> **Exercise requirements**
Copy every line of the material below word for word, in the same order.

::::::

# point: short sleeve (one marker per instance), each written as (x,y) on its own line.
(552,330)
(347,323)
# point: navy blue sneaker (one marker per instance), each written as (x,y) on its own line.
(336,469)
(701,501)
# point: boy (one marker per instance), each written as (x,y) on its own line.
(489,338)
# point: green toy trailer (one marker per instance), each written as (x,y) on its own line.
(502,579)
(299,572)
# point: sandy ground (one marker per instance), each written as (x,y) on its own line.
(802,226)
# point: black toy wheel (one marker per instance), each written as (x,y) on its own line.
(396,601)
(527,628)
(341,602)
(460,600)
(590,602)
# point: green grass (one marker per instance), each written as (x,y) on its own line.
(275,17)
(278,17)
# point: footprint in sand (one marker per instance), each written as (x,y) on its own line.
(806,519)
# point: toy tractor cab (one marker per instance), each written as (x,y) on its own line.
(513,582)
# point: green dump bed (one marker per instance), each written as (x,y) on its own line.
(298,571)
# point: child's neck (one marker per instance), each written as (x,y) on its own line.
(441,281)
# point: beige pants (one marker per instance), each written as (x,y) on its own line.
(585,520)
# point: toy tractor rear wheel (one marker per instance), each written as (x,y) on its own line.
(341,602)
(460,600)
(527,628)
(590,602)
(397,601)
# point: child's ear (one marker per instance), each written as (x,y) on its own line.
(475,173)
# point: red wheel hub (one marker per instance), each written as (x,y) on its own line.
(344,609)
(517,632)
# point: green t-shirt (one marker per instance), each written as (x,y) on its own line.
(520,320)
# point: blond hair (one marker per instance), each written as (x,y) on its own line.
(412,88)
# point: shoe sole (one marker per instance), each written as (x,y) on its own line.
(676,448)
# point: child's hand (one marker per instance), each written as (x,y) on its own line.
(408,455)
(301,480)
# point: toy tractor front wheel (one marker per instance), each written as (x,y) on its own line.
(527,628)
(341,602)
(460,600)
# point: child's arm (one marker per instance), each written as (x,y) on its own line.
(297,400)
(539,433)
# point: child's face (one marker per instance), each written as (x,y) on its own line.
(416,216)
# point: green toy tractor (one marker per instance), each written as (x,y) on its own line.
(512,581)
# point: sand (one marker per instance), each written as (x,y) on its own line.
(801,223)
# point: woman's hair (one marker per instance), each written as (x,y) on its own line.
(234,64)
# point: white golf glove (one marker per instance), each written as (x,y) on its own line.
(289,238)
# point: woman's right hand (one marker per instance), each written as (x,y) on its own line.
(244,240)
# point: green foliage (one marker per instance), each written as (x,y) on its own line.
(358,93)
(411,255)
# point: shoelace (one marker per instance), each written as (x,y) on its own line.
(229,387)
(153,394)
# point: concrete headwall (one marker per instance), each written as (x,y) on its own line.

::::::

> **Response to this task**
# point: short sleeve (one marker per instance), each written as (x,y) on its own line.
(552,330)
(347,323)
# point: navy blue sneaker (one marker per instance), each written as (x,y) on its own line.
(336,469)
(701,501)
# point: boy (one marker per instance), each written as (x,y) on its own line.
(489,338)
# point: green toy trailer (one marker per instance), each written as (x,y) on its own line.
(502,579)
(299,572)
# point: sandy ground (one marker per instance), each written as (x,y) on its own line.
(802,226)
# point: black toy wheel (one marker per instance), each written as (x,y) on its own line.
(396,601)
(527,628)
(341,602)
(460,600)
(590,602)
# point: green grass (one marker per instance), each written as (x,y) on its own line.
(275,17)
(278,17)
# point: footprint in sand (one marker per instance), each written as (x,y) on its own line.
(806,519)
# point: toy tractor cab (one marker per instance), each written as (x,y) on its own line.
(513,582)
# point: green dump bed (one marker per instance), each written as (x,y) on its own line.
(298,571)
# point: child's neck (one marker per instance), each written as (x,y) on its own line.
(441,281)
# point: beige pants (one marker per instance), each written as (x,y) on its own line.
(585,520)
# point: toy tractor rear wheel (one marker per instance), each written as (x,y) on its own line.
(341,602)
(460,600)
(527,628)
(590,602)
(397,601)
# point: child's ear (one marker per instance), each written as (x,y) on its own line.
(475,173)
# point: red wheel hub (one marker per instance), each written as (x,y) on its own line.
(344,609)
(517,632)
# point: green t-shirt (one marker per instance), each written as (x,y) on its own line.
(520,320)
# point: blond hair (one marker per instance), each written as (x,y) on its own line.
(412,88)
# point: shoe sole (one marker per instance), each written as (x,y) on its own line.
(676,448)
# point: child's hand (one marker per instance), each written as (x,y) on its own line.
(408,455)
(301,480)
# point: toy tractor front wheel (one marker per instance), each written as (x,y) on its own line.
(527,628)
(341,602)
(460,600)
# point: child's arm (one marker per instance), each written as (x,y) on its own line.
(297,400)
(539,433)
# point: child's face (one marker per instance), each written as (x,y) on its own line.
(416,216)
# point: green toy tractor (one marker per instance), each written as (x,y) on its own line.
(512,581)
# point: sand (one marker per instance), each written as (x,y) on its own line.
(801,223)
# point: woman's hair (one marker per instance), each written as (x,y) on its own line.
(234,64)
# point: white golf glove (one marker per instance), each written as (x,y) on its own line.
(289,238)
# point: woman's right hand (one marker per instance), each written as (x,y) on its own line.
(244,240)
# point: green foliage (one marker per instance), each written as (x,y) on its own line.
(358,93)
(411,255)
# point: shoelace (one marker per instance), each written as (x,y) on its own line.
(229,387)
(153,394)
# point: concrete headwall (one marker per instance), each written as (x,y) on its own line.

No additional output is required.